Please retype the entries below exactly as they are written.
=== Section Start ===
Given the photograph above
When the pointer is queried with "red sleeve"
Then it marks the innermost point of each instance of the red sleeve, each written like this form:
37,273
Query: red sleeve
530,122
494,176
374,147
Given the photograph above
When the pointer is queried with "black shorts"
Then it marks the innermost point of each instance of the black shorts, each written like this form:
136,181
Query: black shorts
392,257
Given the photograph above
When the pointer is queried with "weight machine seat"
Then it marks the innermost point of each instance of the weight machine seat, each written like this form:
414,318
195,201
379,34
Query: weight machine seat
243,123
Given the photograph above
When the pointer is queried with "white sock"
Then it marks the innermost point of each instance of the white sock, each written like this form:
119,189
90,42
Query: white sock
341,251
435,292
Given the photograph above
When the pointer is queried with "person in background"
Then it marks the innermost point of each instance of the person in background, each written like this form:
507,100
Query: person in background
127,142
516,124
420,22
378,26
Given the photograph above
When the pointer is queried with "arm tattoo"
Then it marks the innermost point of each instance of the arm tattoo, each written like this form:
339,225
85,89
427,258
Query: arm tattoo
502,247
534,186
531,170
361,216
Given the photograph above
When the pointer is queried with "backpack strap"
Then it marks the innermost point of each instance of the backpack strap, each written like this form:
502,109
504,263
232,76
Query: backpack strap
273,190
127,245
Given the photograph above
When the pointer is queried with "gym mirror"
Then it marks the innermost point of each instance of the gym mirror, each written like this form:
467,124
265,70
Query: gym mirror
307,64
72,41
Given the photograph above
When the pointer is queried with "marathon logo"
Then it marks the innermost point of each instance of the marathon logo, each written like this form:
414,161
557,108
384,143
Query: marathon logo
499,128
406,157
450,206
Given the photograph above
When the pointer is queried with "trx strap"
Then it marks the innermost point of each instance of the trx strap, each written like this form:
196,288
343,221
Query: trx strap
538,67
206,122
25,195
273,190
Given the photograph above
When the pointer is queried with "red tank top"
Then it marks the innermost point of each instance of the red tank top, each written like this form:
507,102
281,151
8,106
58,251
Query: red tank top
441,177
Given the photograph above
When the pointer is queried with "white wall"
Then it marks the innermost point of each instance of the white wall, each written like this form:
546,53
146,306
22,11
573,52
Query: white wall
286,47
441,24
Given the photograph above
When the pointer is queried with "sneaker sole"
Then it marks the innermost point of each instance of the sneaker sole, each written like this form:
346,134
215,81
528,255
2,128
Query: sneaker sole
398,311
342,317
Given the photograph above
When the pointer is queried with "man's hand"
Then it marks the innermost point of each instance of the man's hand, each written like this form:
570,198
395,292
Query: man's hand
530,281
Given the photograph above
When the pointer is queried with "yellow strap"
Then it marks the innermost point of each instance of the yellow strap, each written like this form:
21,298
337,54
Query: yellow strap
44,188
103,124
=== Section End ===
**Exercise output**
Given the photograph above
When the pointer is queried with "red sleeve"
Then it marks the innermost point of each instance of the red sleeve, each written like this form:
37,273
Query: red sleeve
530,122
494,176
374,147
Given the photograph above
When the pointer is queried with "black shorts"
Then it marks the innermost point of each instance of the black shorts, each written like this form:
136,181
Query: black shorts
392,257
Given the photograph above
When the pointer is queried with "weight machine seat"
Then it marks the innermost point of each instance of the weight machine seat, each written like this form:
414,318
195,201
379,34
Query: weight machine seat
243,123
Given the photograph above
When the pointer is queried with "white sock"
Then it marks the innermost point of each instance of the white sock, each written like this form:
119,189
90,42
Query: white sock
341,251
435,292
Given the photograph above
When the pointer is queried with "person in background"
Then it marks the innermost point of each instance of the person in background, each written like this form:
507,100
Query: person in background
127,142
516,124
420,22
378,26
Given the photograph above
When the pointer is queried with "arm tattoo"
Then it marks the innermost point of each instance of the arm tattoo, each written like this form:
339,225
85,89
427,258
Query: arm tattoo
502,247
534,186
531,170
361,216
Given the photograph above
When the pointer is queried with "backpack strap"
Then it marks the innermost point of each instance of the backpack strap, each written like this form:
502,109
504,263
232,76
Query: backpack strap
273,190
127,245
Given the photograph above
When the pointer is queried with "gym mirror"
Then it marks the innermost point of each instance of the gym mirror, each written like this form:
467,124
265,70
Query: gym mirror
307,64
72,41
Given the photograph above
When the pointer is queried with "marathon logo"
Then it marks the innermost point of each instance of the marathon logo, each written like this form:
414,161
557,108
384,143
Query: marathon logo
499,128
406,157
450,206
Given the photograph above
When the pointer is queried with "trx strap"
Then it marks the innermost point of each instance of the trx strap, each written like this form:
196,288
343,221
Query: trx strap
538,67
206,122
25,195
273,190
Given the photograph above
When the pointer is queried with "red tank top"
Then it marks the innermost point of each instance of the red tank top, each written like this form:
507,102
281,151
8,106
58,251
Query: red tank top
441,177
Given the photograph above
When the pointer is queried with "white wall"
Then it marks the innermost point of each instance of the white wall, each written like this form:
546,53
146,306
22,11
573,52
Query: white wall
286,47
441,24
Given the photograph above
When the pointer is queried with "sneaker sole"
Then it marks the innermost point of each instance of the sneaker sole, each written like this form:
346,134
215,81
528,255
2,128
Query: sneaker sole
398,311
342,317
Given the photograph above
When the pointer is queried with "man's hand"
Then it marks the innermost point of each instance of the man's hand, each written like this form:
570,198
395,292
Query: man's hand
530,281
Given the photograph above
When the pointer is queried with "yellow strap"
Then it marks the innermost point of each instance of the yellow strap, each written like this form:
21,298
337,54
Query: yellow strap
44,188
103,124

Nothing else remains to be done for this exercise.